● **Exercise details**
Reply with every entry, repeated exactly as given.

Recorded data
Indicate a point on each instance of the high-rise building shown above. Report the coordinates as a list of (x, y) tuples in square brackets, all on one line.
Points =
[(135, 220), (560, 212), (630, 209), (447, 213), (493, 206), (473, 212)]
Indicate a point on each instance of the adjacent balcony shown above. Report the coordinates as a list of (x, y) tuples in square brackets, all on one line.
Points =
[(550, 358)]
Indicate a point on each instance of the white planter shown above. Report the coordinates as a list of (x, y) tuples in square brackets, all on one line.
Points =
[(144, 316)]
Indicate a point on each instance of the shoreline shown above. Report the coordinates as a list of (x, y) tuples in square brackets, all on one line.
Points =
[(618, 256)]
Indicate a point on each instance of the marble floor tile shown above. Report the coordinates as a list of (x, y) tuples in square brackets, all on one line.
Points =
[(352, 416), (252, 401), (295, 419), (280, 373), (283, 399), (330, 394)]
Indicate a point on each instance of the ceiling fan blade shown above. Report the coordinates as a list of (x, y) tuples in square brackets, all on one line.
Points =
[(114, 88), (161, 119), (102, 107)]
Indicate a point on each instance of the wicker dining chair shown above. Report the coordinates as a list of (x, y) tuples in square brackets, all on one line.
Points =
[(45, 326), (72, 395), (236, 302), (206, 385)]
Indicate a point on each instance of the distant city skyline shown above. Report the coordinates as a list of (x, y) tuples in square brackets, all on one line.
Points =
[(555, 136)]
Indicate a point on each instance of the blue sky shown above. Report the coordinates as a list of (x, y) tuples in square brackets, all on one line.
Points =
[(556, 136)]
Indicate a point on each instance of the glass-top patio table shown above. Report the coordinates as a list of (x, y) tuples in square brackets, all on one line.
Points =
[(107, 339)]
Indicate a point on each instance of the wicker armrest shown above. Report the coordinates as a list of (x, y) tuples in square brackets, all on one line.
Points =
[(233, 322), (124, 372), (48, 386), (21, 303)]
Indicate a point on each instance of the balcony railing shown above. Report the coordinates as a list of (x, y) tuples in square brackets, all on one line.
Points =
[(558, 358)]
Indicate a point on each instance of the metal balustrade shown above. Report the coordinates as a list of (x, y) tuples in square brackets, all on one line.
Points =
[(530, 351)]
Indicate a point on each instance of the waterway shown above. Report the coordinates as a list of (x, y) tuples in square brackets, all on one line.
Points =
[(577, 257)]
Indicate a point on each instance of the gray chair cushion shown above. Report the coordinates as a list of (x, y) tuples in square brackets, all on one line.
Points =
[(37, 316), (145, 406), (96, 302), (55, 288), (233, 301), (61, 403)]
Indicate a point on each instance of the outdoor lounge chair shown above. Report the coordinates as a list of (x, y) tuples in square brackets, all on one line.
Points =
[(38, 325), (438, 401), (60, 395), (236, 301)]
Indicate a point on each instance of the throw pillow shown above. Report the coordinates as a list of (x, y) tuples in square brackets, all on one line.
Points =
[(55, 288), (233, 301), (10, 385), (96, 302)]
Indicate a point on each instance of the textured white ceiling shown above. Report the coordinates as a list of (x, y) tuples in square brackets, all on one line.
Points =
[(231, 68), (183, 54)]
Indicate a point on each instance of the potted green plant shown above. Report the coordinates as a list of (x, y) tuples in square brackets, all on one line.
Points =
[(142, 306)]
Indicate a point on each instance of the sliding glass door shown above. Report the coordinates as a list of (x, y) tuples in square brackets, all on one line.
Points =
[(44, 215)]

● **Output**
Indicate a point on each instance of the high-rise building shown above. Report the coordinates as a list of (x, y) tuples in square brackets, all on one line.
Points =
[(135, 220), (560, 212), (630, 209), (447, 213), (493, 206), (473, 212)]
Indicate a point on each instance of the adjacent balcony shown above. Report the coordinates as a list of (x, y) tuples in square brackets, all on one line.
Points =
[(550, 358)]
Indicate a point on each instance of the white planter shown above. Report the coordinates as a list of (x, y) tuples in square brackets, all on one line.
Points =
[(144, 316)]
Indicate a point on each instance of the shoreline shown above. Report the coordinates as a list of (x, y) tuples in square brackets, all on one line.
Points =
[(618, 256)]
Indicate a point on each instance of the marble floor tile shown above. Report the coordinates as a list of (x, y) tuples in square brackets, all on one line.
Points =
[(352, 416), (252, 401), (295, 419), (280, 373), (283, 399), (330, 394)]
Indicate a point on each instance of the ceiling fan blade shown above. Report the coordinates as a list of (x, y) tuples in square brackets, all on one line.
Points =
[(114, 88), (161, 119), (102, 107)]
Indicate a point on each instance of the wicker dining chair shown above. Report the coordinates as a list of (x, y) tuples in square brackets, all on one line.
Points =
[(45, 326), (72, 395), (236, 302), (206, 385)]
Indicate a point on each instance of the distant city skyline shown above. Report the coordinates as a list of (x, y) tuples in square brackets, all on one line.
Points =
[(555, 136)]
Indicate a point on each instance of the blue sky shown above. Report the coordinates as a list of (x, y) tuples in square brackets, all on one line.
Points =
[(556, 136)]
Indicate a point on each instance of the glass-top patio table shown above. Report the coordinates as a list of (x, y) tuples in square brackets, all on one line.
Points =
[(107, 339)]
Indicate a point on each instance of the wicker armrest shown above. Report the coordinates as a list of (x, y) tuples in square brackets, all on one line.
Points =
[(233, 322), (124, 372), (48, 386), (21, 303)]
Indicate a point on each instance of the balcony railing shown above. Report the coordinates as a list of (x, y) tuples in square brackets, all on one line.
Points =
[(558, 358)]
Indicate a point on each instance of the metal balustrade shown above. Report the coordinates as a list of (x, y) tuples in square brackets, all on one line.
Points =
[(530, 351)]
Indicate a point on each instance of the waterway shown above. Report the coordinates as a list of (x, y) tuples in square brackets, all on one line.
Points =
[(577, 257)]
Indicate a point on each instance of the gray chair cushion shown above. Report the coordinates as a list of (x, y) tuples in square brackets, all on one line.
Points =
[(37, 316), (145, 406), (96, 302), (55, 288), (233, 301), (61, 403)]
Indicate a point on each instance of the outdoor lounge chair shown above. Report the coordinates as a list of (x, y) tuples in square brackets, all on one line.
Points =
[(38, 325), (438, 401), (60, 395), (236, 301)]
Indicate a point on each instance of the throw pillow shown above. Report the coordinates as a list of (x, y) tuples in square brackets, all on one line.
Points =
[(55, 288), (233, 301), (10, 385), (96, 302)]
Indicate a point on each instance of the textured white ceiling shown above. Report the coordinates as a list of (x, y) tuples in square brackets, all on one line.
Points =
[(231, 68), (183, 54)]
Indicate a point on each instance of the potted green plant shown above. Report the coordinates as a list of (x, y) tuples in square brackets, all on one line.
Points =
[(142, 306)]
Indicate a point on each instance of the sliding glass door shown above. Report the coordinates as a list of (x, y) tuples in square brackets, all on one line.
Points =
[(44, 215)]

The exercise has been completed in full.